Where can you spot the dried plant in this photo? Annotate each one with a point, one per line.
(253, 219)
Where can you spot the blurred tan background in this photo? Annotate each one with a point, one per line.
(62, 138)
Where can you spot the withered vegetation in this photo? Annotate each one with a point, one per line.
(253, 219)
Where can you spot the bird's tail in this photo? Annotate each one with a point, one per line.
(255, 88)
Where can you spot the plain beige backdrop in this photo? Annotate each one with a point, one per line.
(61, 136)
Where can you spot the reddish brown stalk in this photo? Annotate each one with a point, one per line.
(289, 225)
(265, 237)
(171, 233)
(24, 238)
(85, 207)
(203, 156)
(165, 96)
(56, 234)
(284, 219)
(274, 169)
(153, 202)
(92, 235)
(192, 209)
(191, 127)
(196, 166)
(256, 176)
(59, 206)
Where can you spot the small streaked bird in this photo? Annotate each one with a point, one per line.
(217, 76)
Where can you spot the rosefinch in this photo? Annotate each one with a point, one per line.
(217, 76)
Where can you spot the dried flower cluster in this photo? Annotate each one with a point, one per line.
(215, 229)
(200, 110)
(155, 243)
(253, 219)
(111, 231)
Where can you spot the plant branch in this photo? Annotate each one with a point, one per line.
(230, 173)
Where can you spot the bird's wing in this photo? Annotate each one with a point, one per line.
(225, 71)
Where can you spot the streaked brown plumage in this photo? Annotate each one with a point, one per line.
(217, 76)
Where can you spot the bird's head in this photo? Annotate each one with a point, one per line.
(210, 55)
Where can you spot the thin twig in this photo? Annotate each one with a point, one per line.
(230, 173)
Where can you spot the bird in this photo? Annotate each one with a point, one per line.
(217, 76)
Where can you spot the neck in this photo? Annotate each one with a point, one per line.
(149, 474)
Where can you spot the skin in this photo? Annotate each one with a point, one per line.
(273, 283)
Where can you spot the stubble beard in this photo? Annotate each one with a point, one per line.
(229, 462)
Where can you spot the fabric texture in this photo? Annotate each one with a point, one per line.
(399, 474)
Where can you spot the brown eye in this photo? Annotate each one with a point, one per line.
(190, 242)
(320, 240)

════════

## EXERCISE GOAL
Convert the records above, from the line containing "Where can you spot the bird in" through the final line inclusive, into a numbered list, leaving out blank lines.

## EXPECTED OUTPUT
1. Where can you spot the bird in this photo? Annotate each one with a point, one per line.
2. (217, 76)
3. Where can you spot the neck in this photo? Annotate each one with a point, one per line.
4. (149, 474)
5. Where can you spot the skin in this photo? Annotate each one with a point, one per line.
6. (273, 283)
7. Where can you spot the stubble beard in this photo? Annotate each one with a point, one per line.
8. (229, 462)
9. Where can you spot the fabric texture in this photo? Annotate each one with a point, one per line.
10. (399, 474)
11. Where can you spot the brown eye in this photo? Annotate each one with a point, one per line.
12. (190, 242)
13. (320, 240)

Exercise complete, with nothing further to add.